Source extract
--- --- ---

Sorry it's so long here goes:



My issues are not about her being home and touching stuff, my house is safety proofed and has been for a very long time. Her behaviors are around the way she responds to something she doesn't like, for example when I say 'No not now" when she asks for a Popsicle before dinner. ( I explain why I say No) and she throws a melt down fit and on most occasions she hits me, slaps me and attempts at such actions. My day care workers and I have been very involved and have been on top of this behavior with signs - Pictures, and sign language showing "STOP" yet once again she does this at times non stop and not with just me, with other people. It's behaviors that I know she understands is not acceptable, she is a very bright 18 month old and knows the difference between occasions that are 'good' and 'bad".

I hear other people use different methods, example - time out - 123 magic - and others have volunteered to tell me to slap her hand, which is silly, why tell her "BE GENTLE" by being a hypocrite and hitting her!?!

--- --- ---

Dataset content
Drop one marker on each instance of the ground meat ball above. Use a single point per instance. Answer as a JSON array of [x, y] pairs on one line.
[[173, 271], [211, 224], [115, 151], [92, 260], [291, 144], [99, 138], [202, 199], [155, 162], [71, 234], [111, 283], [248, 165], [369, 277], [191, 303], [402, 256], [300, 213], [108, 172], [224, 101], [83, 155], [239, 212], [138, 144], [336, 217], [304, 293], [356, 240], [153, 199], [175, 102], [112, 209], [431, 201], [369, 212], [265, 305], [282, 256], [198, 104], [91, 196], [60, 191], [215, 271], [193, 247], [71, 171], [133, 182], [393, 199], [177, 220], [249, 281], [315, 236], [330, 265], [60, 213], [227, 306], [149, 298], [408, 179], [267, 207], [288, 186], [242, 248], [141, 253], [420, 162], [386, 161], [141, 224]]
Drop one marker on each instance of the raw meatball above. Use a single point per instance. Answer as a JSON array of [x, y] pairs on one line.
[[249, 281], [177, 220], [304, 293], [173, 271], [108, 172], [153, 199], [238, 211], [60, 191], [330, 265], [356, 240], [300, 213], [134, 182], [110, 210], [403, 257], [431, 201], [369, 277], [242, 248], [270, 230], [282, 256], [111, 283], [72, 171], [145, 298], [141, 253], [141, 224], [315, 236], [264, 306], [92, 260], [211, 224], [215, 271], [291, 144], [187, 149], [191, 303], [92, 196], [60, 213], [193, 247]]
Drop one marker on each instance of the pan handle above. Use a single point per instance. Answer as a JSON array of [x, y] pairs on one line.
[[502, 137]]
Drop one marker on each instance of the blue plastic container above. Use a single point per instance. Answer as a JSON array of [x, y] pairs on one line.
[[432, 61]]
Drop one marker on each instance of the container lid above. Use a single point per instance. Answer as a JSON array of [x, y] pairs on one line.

--- --- ---

Task list
a. Answer the following from the toddler-behavior post, one line each:
(i) What does the child ask for before dinner?
(ii) How old is the child said to be?
(iii) Which two methods are named as ones other people use?
b. Write out verbatim the passage of the toddler-behavior post that opens with the words containing "I hear other" and closes with "and hitting her!?!".

Solutions below
a.
(i) A Popsicle.
(ii) 18 months old.
(iii) Time out and 123 magic.

b.
I hear other people use different methods, example - time out - 123 magic - and others have volunteered to tell me to slap her hand, which is silly, why tell her "BE GENTLE" by being a hypocrite and hitting her!?!